TASK REQUIREMENTS =
1. Repeat a passage from the Goodnight Kiwi entry word for word, beginning at the words "Original release" and stopping after the words "the satellite dish.".
2. In the Goodnight Kiwi entry, how long is each episode?
3. Name everything the Goodnight Kiwi entry says the show includes.

SELECTED EXTRACT =

——————

- Developed by: TVNZ
- Country of origin: New Zealand
- Original language: English
- No. of episodes: 11

Original release
- Release: 11 November 2019

= Goodnight Kiwi (TV series) =

New Zealand TV series

Goodnight Kiwi is a New Zealand TV show where well-known New Zealanders are presented reading children's books. It is intended to be watched before bed, and is based on the TV sign-off animation, Goodnight Kiwi. Each episode is around three minutes long and available on TVNZ+. It includes animations, original illustrations and live performances. The episodes begin with a variation of the original Goodnight Kiwi animation, where the kiwi and cat jump into the satellite dish.

——————

RAW RECORDS =
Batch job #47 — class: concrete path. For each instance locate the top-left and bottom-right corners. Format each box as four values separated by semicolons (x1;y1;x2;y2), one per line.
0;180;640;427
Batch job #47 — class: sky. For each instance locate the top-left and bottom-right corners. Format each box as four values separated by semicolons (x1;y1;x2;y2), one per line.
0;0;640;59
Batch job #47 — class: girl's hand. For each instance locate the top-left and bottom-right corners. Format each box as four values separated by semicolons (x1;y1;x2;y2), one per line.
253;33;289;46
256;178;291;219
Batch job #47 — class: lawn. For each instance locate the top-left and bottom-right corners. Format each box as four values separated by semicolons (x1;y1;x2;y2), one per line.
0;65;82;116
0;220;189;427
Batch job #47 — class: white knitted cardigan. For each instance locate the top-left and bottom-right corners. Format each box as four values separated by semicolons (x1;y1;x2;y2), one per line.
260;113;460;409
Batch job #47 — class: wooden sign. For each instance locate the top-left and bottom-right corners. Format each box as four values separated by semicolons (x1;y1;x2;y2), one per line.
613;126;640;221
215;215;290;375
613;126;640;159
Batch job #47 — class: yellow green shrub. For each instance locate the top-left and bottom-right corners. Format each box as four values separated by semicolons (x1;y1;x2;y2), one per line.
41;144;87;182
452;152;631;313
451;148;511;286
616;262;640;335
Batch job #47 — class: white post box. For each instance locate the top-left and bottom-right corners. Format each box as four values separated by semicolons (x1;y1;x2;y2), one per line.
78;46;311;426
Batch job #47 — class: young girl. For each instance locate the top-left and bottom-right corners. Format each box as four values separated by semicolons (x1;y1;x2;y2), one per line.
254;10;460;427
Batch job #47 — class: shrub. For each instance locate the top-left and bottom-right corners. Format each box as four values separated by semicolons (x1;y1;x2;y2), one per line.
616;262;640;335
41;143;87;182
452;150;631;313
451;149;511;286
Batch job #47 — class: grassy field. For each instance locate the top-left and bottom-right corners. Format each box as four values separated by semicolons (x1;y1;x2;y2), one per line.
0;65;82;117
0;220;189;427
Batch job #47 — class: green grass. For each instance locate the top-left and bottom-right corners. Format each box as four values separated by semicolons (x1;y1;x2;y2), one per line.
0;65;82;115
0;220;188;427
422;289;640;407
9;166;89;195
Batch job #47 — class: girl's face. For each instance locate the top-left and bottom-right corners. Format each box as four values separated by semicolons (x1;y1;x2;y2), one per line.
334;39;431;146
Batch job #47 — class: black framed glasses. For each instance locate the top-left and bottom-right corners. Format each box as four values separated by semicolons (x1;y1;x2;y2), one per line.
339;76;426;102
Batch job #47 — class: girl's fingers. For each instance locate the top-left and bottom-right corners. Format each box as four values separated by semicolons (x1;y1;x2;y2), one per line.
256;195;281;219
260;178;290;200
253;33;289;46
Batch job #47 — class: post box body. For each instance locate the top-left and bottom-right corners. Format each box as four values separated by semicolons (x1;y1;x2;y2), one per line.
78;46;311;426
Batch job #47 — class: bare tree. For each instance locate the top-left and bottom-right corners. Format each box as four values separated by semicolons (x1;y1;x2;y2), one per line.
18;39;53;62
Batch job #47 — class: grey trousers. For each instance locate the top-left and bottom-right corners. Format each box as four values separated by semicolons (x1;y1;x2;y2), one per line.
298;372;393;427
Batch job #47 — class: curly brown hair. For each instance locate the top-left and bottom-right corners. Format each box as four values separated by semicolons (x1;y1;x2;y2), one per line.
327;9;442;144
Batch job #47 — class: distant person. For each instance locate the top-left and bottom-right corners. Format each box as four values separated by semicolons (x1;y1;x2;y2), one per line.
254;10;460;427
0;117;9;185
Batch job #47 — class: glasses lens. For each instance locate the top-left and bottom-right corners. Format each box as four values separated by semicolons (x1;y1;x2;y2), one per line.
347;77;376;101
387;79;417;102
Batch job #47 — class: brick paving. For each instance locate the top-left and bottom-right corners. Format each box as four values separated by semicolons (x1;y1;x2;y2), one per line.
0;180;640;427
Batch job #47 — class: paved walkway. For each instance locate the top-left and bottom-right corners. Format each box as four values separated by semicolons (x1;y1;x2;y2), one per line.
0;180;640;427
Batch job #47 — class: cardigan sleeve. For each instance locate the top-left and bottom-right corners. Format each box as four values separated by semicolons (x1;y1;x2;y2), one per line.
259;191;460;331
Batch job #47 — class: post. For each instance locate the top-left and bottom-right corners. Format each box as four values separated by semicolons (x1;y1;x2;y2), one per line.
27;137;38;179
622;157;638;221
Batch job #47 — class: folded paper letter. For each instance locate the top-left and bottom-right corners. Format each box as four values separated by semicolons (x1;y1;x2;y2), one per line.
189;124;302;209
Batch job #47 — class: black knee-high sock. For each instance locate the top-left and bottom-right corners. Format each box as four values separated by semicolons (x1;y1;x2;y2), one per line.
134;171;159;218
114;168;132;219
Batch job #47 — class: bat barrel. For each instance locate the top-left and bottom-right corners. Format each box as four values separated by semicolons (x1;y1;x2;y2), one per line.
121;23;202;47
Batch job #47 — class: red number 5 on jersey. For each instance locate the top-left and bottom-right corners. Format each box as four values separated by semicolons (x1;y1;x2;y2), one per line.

——————

ANSWERS IN ORDER =
1.
Original release
- Release: 11 November 2019

= Goodnight Kiwi (TV series) =

New Zealand TV series

Goodnight Kiwi is a New Zealand TV show where well-known New Zealanders are presented reading children's books. It is intended to be watched before bed, and is based on the TV sign-off animation, Goodnight Kiwi. Each episode is around three minutes long and available on TVNZ+. It includes animations, original illustrations and live performances. The episodes begin with a variation of the original Goodnight Kiwi animation, where the kiwi and cat jump into the satellite dish.

2. Around three minutes.

3. Animations, original illustrations, live performances